__Requirements__
Rewrite all the records below, changing every "component" to "system" and leaving everything else as it is.

__Information given__
------------------------------------------------------------------------

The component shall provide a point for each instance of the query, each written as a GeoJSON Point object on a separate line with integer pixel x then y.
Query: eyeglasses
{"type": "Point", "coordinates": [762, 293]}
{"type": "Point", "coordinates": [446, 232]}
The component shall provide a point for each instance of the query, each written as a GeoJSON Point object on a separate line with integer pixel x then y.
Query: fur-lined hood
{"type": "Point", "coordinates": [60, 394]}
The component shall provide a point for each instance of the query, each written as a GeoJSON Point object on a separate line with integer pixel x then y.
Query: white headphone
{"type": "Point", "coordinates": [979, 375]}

------------------------------------------------------------------------

__Finished task__
The system shall provide a point for each instance of the query, each written as a GeoJSON Point object on a separate line with integer pixel x then y.
Query: eyeglasses
{"type": "Point", "coordinates": [762, 293]}
{"type": "Point", "coordinates": [446, 232]}
The system shall provide a point for each instance of the query, each written as a GeoJSON Point object on a separate line with integer pixel x then y.
Query: fur-lined hood
{"type": "Point", "coordinates": [60, 394]}
The system shall provide a point for each instance of the query, each written as a GeoJSON Point object on a separate line with integer pixel x then y.
Query: white headphone
{"type": "Point", "coordinates": [979, 375]}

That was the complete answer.